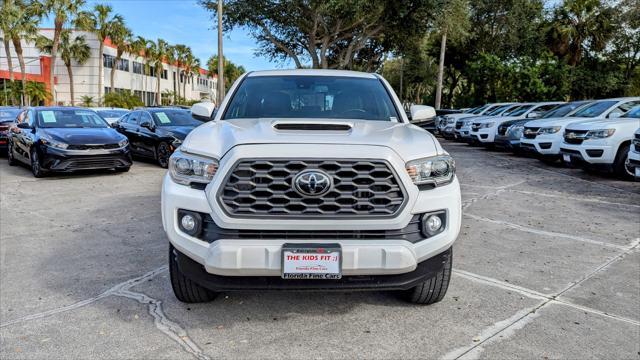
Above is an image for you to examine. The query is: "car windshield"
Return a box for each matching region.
[540,102,585,119]
[502,105,533,116]
[0,109,21,122]
[223,76,400,121]
[37,109,109,128]
[151,109,202,126]
[622,106,640,119]
[572,100,618,117]
[485,105,513,116]
[96,110,128,119]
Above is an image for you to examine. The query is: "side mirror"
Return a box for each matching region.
[409,105,436,121]
[191,102,217,121]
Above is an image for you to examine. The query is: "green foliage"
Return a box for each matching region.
[103,91,144,109]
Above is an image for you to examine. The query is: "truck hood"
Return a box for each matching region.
[182,118,446,160]
[567,118,640,130]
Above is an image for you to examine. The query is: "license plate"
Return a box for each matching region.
[282,244,342,279]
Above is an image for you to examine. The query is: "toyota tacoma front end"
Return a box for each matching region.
[162,70,461,304]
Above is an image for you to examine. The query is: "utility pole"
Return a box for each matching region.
[217,0,225,108]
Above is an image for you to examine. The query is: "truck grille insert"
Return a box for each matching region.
[218,159,405,218]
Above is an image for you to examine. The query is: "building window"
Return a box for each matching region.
[133,61,144,75]
[102,54,116,69]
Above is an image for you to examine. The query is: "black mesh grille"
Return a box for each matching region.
[218,159,405,217]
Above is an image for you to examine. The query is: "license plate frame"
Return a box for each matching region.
[280,243,342,280]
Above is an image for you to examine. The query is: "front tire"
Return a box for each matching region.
[30,148,46,178]
[169,245,218,303]
[156,142,171,169]
[403,248,453,305]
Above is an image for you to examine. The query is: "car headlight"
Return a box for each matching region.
[169,151,218,185]
[406,155,456,186]
[538,126,562,135]
[480,122,496,129]
[40,134,69,150]
[584,129,616,139]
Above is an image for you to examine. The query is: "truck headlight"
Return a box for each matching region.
[480,122,496,129]
[538,126,562,135]
[406,155,456,186]
[169,151,218,185]
[40,134,69,150]
[584,129,616,139]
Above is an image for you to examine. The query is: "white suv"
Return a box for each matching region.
[162,70,462,304]
[627,128,640,181]
[520,97,640,162]
[560,106,640,177]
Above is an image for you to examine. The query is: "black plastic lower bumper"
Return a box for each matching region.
[178,249,451,291]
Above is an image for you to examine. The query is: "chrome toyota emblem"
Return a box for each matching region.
[293,170,333,196]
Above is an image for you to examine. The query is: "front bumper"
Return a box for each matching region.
[178,249,452,291]
[39,145,132,172]
[162,145,461,277]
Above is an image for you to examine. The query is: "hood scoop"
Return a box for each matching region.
[273,121,352,132]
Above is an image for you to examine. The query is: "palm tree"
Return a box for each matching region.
[547,0,616,66]
[110,22,133,92]
[36,29,91,106]
[39,0,85,103]
[76,4,124,105]
[2,1,40,104]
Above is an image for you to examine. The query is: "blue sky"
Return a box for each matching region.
[43,0,283,71]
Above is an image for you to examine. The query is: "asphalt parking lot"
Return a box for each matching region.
[0,141,640,359]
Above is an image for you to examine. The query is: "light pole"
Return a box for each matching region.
[217,0,225,108]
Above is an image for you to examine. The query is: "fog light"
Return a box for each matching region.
[422,211,447,238]
[178,209,202,237]
[180,214,196,231]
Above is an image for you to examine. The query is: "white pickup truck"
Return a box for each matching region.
[162,70,462,304]
[560,106,640,178]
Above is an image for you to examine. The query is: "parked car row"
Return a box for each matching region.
[0,107,216,177]
[436,97,640,178]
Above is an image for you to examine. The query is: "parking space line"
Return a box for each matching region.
[463,213,629,250]
[443,241,640,359]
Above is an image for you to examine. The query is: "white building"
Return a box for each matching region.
[0,29,216,105]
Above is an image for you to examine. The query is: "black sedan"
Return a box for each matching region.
[0,106,22,152]
[111,108,202,168]
[7,107,131,177]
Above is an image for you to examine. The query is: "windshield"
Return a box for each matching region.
[37,109,109,128]
[540,102,585,119]
[502,105,533,116]
[96,110,128,119]
[0,109,22,122]
[151,109,202,126]
[223,76,400,121]
[572,100,618,117]
[622,106,640,119]
[485,105,513,116]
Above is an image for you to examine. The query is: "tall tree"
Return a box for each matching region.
[435,0,470,109]
[207,55,247,90]
[36,29,91,106]
[76,4,124,105]
[109,21,133,92]
[547,0,617,66]
[2,0,40,104]
[199,0,436,69]
[40,0,85,103]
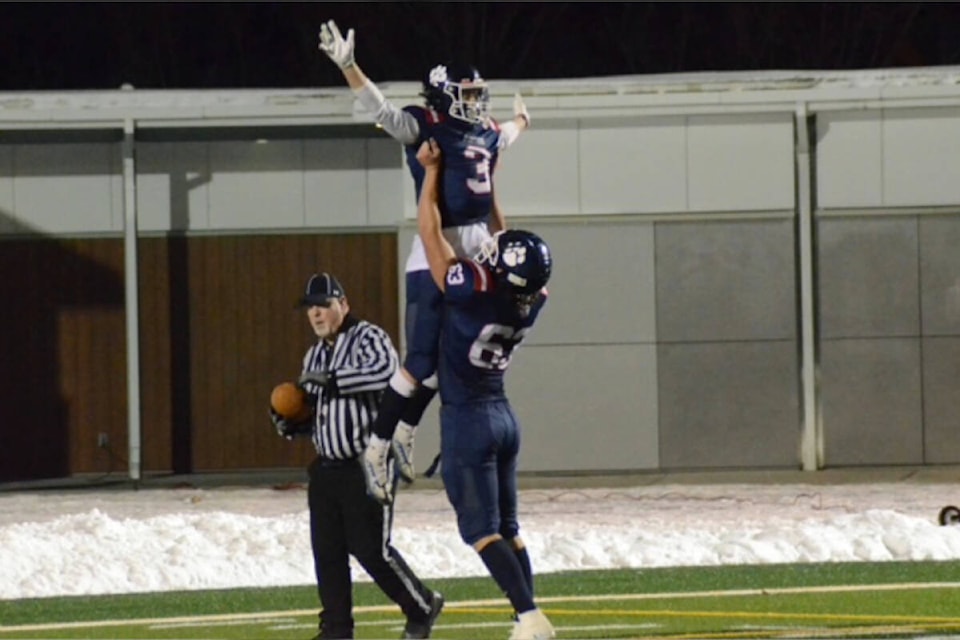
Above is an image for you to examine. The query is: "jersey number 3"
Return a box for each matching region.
[463,145,493,194]
[470,324,527,371]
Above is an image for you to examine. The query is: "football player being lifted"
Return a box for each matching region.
[319,20,530,503]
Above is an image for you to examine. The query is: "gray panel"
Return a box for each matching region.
[0,145,14,233]
[816,111,883,209]
[303,138,367,227]
[210,140,305,230]
[579,116,687,213]
[883,106,960,207]
[820,338,923,466]
[919,215,960,336]
[687,113,795,211]
[657,341,800,469]
[137,142,210,231]
[13,143,122,233]
[520,222,656,344]
[923,338,960,464]
[404,344,658,472]
[656,220,797,342]
[817,218,920,338]
[480,121,581,217]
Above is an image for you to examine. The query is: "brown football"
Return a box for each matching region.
[270,382,310,422]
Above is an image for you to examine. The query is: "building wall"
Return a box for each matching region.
[0,86,960,475]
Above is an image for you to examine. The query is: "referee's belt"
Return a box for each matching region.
[313,456,357,469]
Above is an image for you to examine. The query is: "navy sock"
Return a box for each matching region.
[513,547,533,596]
[480,539,536,613]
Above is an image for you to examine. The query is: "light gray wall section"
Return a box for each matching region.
[919,214,960,464]
[0,114,794,233]
[816,111,883,209]
[820,338,923,466]
[817,217,920,339]
[921,336,960,464]
[817,107,960,209]
[404,113,794,220]
[404,344,658,472]
[520,220,657,345]
[657,340,800,469]
[137,142,211,232]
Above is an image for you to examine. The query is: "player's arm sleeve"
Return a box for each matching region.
[324,324,399,394]
[353,80,420,144]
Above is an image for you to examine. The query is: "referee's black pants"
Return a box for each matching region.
[307,458,433,638]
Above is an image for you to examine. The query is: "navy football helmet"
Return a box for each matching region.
[420,64,490,126]
[477,229,553,296]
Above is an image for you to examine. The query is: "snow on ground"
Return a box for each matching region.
[0,480,960,599]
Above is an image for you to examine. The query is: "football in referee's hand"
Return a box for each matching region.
[270,382,310,422]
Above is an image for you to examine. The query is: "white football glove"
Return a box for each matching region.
[513,91,530,128]
[318,20,354,69]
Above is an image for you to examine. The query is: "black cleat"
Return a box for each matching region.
[400,591,443,638]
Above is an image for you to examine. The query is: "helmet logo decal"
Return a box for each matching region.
[430,64,447,87]
[503,242,527,267]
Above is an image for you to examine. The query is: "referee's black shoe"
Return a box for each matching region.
[400,591,443,638]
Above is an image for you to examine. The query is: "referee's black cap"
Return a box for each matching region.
[297,273,347,307]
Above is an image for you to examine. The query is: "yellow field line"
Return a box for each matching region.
[0,582,960,637]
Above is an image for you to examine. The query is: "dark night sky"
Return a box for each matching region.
[0,2,960,91]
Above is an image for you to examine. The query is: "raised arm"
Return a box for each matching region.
[500,93,530,149]
[417,138,457,291]
[318,20,420,144]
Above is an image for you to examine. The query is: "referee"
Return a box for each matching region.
[271,273,443,640]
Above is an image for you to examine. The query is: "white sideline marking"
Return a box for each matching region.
[0,582,960,633]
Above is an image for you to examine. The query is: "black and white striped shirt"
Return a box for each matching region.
[303,314,398,460]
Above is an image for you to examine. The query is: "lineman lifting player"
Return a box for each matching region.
[319,20,530,503]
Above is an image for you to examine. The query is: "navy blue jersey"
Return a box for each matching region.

Short task
Find every line of the records that contains the word "grille" and copy each one.

Written response
Above is an image for you to examine. The query is: "truck grille insert"
Above is an image for you to examine. The query is: "black mesh grille"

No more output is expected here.